■ Page text

_ _ _ _ _

According to Baltika, the beer market dropped in Russia by 7 percent in the first half of this year alone.

Baltika, the Russian unit of Denmark's Carlsberg, has suspended beer production at one of its breweries due to declining demand, it said Monday.

"This is connected with the end of the high summer season and the onset of autumn, when demand for the products is on the decline," Mairbek Sageyev, director of Baltika's Chelyabinsk brewery, said in an e-mailed statement.

"In addition, this factor was bolstered by a significant drop in the total beer market."

The brewery, east of Russia's Urals mountains is one of Baltika's 10 breweries. It has a production capacity of 4.2 million hectoliters per year and produces the licensed Tuborg brand as well as domestic brands such as Baltika.

Sageyev said the brewery would resume full operation once the market improved.

According to Baltika, the beer market dropped in Russia by 24 percent between 2008 and 2013 and an additional 7 percent in the first half of this year alone.

"The main reasons for the fall come from excessive and unnecessary state regulation of the brewing industry and a deteriorating macroeconomic situation in which consumer sentiment and economic prospects are highly uncertain," Sageyev said.

As part of a drive to curb drinking and promote a healthy lifestyle, Russian President Vladimir Putin ordered a ban on beer sales from street kiosks and time restrictions on when beer can be bought.

The stagnating Russian economy, which is expected to grow by only 0.5 percent in gross domestic product terms this year, down from an earlier official forecast of up to 3 percent, has put pressure on consumers' wallets.

In August, Carlsberg cut its 2014 profit guidance and said its Russian beer sales had tumbled by one-fifth in the second quarter. The 167-year-old Danish brewer relies on Russia for more than a third of its operating profit.

Carlsberg has been forced to operate most of its Russian units at reduced capacity for several months, though the company vowed in June to keep its Russian breweries running.

_ _ _ _ _

■ Given data
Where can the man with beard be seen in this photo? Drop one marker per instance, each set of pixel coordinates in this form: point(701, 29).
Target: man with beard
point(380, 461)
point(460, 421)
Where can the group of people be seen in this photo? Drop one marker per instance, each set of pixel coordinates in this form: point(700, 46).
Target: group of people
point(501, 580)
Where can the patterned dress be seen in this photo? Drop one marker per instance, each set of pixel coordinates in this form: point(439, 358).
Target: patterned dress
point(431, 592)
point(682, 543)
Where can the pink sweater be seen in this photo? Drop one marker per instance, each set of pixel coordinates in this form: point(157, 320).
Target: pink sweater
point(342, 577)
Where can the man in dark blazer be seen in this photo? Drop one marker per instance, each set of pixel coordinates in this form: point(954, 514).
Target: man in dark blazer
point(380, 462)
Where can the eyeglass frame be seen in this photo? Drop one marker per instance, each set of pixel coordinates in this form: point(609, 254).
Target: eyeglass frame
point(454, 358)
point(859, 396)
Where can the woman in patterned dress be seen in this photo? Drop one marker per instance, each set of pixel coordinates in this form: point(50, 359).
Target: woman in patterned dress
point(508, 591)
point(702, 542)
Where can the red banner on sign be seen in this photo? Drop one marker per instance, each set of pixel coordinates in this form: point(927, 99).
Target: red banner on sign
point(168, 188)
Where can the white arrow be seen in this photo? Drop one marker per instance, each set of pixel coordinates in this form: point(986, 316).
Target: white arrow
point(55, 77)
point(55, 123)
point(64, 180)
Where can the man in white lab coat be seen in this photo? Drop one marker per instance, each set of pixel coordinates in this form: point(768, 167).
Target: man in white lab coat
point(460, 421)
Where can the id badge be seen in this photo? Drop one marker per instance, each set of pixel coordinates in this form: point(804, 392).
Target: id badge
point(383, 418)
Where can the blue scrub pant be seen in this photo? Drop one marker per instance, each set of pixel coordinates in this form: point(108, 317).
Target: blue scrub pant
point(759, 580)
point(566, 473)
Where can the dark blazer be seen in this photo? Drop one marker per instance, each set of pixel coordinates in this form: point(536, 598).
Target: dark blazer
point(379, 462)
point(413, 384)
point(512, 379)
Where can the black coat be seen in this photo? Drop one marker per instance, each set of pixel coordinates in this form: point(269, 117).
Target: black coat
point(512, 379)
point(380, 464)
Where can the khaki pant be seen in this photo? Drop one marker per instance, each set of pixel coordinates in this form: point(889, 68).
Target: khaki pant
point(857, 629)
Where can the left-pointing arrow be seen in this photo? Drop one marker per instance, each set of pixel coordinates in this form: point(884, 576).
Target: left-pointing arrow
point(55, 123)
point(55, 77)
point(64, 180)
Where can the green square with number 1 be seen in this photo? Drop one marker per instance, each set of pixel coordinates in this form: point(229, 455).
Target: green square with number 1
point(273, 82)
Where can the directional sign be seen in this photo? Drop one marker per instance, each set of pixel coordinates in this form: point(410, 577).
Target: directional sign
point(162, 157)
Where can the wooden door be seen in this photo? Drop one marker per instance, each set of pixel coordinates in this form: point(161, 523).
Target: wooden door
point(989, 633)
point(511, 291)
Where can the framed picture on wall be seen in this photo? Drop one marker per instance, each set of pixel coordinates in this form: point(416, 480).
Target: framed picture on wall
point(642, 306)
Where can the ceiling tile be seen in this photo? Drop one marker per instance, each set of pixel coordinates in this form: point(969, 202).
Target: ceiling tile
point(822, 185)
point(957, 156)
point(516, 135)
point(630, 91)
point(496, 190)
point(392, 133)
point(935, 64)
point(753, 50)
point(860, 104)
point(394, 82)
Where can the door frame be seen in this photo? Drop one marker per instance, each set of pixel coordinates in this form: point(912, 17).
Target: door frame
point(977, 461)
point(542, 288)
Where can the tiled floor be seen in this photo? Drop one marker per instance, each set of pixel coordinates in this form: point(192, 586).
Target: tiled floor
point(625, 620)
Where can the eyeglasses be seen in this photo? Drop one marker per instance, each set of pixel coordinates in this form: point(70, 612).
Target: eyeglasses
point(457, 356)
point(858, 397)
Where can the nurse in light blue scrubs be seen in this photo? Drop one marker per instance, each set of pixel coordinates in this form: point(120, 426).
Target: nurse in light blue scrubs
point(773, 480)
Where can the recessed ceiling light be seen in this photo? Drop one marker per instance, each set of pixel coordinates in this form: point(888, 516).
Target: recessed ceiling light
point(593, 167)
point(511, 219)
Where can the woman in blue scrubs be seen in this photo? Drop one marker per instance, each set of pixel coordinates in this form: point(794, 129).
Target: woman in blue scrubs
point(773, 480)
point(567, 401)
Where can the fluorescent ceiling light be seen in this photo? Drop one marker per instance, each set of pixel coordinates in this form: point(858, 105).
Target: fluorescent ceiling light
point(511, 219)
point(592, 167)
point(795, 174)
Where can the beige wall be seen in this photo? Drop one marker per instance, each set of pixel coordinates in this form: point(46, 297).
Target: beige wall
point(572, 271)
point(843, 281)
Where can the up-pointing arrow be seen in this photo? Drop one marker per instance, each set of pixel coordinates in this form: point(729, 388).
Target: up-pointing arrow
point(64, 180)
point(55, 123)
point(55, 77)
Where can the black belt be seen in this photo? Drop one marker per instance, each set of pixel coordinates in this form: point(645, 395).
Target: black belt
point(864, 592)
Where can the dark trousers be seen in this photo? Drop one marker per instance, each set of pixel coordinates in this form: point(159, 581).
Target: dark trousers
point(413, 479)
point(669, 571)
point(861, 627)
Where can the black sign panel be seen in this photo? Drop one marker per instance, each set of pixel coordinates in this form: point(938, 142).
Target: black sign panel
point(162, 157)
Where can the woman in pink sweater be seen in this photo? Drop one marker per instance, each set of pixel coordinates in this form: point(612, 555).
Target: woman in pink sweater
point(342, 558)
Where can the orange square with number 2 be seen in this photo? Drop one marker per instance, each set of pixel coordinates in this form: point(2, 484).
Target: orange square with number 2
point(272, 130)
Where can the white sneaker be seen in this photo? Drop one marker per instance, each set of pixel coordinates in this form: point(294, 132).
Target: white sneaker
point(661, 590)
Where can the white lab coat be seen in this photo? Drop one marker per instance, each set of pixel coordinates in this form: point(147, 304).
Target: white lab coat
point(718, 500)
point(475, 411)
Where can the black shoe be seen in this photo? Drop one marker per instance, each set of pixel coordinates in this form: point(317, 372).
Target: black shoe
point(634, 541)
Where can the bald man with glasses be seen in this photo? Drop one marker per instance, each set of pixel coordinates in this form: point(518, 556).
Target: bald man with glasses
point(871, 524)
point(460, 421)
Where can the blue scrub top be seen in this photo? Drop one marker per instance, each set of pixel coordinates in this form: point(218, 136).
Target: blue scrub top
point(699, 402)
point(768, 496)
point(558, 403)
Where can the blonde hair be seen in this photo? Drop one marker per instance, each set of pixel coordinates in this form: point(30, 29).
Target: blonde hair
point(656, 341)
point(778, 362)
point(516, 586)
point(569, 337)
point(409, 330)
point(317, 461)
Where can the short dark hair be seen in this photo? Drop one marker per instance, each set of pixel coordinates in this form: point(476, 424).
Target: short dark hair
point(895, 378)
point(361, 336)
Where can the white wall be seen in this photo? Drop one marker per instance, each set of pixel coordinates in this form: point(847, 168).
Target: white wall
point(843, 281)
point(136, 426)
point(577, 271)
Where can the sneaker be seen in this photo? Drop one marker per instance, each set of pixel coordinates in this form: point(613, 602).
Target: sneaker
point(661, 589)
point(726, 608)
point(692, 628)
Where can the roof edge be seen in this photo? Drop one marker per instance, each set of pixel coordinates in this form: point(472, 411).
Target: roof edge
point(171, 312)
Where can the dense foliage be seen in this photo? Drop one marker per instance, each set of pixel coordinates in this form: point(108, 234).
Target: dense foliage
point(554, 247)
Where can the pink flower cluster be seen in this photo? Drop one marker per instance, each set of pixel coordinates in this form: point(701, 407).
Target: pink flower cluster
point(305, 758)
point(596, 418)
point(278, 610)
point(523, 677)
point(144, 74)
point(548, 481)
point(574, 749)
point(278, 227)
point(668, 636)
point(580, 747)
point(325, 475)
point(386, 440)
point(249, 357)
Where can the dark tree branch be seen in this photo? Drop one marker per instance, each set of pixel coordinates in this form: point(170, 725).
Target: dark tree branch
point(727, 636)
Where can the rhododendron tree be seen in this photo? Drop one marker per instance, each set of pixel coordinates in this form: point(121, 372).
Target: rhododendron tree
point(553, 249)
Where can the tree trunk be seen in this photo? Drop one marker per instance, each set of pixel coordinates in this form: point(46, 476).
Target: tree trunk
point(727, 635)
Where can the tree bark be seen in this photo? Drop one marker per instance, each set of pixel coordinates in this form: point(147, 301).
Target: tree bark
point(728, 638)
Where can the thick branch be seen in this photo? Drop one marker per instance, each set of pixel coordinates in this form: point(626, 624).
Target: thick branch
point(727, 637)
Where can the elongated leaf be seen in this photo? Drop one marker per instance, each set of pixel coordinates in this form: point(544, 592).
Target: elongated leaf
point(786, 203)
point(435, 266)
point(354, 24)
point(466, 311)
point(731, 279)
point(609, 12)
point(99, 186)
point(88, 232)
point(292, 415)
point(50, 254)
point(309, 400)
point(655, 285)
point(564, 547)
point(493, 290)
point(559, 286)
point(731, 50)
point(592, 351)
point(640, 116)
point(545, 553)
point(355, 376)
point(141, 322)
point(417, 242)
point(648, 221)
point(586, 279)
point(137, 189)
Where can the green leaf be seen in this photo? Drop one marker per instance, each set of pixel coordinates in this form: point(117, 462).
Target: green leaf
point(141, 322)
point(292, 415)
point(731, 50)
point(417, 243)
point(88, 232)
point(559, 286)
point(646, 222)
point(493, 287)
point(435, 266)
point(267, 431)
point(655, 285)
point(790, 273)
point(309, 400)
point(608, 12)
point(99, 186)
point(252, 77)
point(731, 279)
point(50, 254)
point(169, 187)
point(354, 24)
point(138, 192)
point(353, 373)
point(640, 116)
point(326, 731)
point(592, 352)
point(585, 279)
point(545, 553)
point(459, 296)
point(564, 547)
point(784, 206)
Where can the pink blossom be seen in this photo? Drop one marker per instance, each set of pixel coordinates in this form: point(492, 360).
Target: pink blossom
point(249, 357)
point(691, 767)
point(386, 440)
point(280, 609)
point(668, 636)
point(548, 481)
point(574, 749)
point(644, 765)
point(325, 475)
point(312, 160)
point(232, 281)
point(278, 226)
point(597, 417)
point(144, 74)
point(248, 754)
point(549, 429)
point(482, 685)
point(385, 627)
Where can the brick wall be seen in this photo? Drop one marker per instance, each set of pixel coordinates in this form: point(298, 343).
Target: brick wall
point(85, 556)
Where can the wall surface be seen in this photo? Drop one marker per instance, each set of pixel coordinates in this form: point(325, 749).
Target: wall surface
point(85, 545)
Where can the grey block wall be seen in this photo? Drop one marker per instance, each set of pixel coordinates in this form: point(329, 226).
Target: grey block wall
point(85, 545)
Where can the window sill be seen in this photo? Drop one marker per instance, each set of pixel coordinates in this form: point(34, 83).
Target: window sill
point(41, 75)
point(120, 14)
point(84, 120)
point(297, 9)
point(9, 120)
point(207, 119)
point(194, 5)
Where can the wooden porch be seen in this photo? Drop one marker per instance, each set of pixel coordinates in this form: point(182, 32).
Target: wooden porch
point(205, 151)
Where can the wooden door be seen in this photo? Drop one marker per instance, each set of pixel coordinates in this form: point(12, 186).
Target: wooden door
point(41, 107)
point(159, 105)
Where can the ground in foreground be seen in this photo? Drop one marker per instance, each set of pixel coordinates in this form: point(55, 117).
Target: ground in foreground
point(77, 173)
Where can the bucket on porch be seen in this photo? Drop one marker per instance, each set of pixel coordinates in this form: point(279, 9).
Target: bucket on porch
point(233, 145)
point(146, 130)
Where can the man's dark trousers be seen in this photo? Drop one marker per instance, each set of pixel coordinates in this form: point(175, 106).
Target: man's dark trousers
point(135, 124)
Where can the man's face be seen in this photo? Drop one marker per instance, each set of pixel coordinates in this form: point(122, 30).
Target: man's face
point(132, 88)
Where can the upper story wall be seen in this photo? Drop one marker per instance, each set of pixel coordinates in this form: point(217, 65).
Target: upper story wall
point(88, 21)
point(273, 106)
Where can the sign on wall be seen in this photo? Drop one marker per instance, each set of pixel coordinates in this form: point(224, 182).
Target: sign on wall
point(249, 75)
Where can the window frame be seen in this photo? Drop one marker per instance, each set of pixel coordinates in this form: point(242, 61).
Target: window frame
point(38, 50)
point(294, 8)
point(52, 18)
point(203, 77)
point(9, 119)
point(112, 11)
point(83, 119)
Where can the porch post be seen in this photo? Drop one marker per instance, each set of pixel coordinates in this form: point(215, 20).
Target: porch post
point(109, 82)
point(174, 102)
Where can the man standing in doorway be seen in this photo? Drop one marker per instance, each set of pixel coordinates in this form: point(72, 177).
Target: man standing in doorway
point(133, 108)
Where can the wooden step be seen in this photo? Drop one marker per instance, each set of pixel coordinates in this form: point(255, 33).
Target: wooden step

_ _ _ _ _

■ Exercise prompt
Please return everything from "The brewery, east of Russia's" down to "such as Baltika." in the Baltika brewery article, copied word for word.

■ Finished exercise
The brewery, east of Russia's Urals mountains is one of Baltika's 10 breweries. It has a production capacity of 4.2 million hectoliters per year and produces the licensed Tuborg brand as well as domestic brands such as Baltika.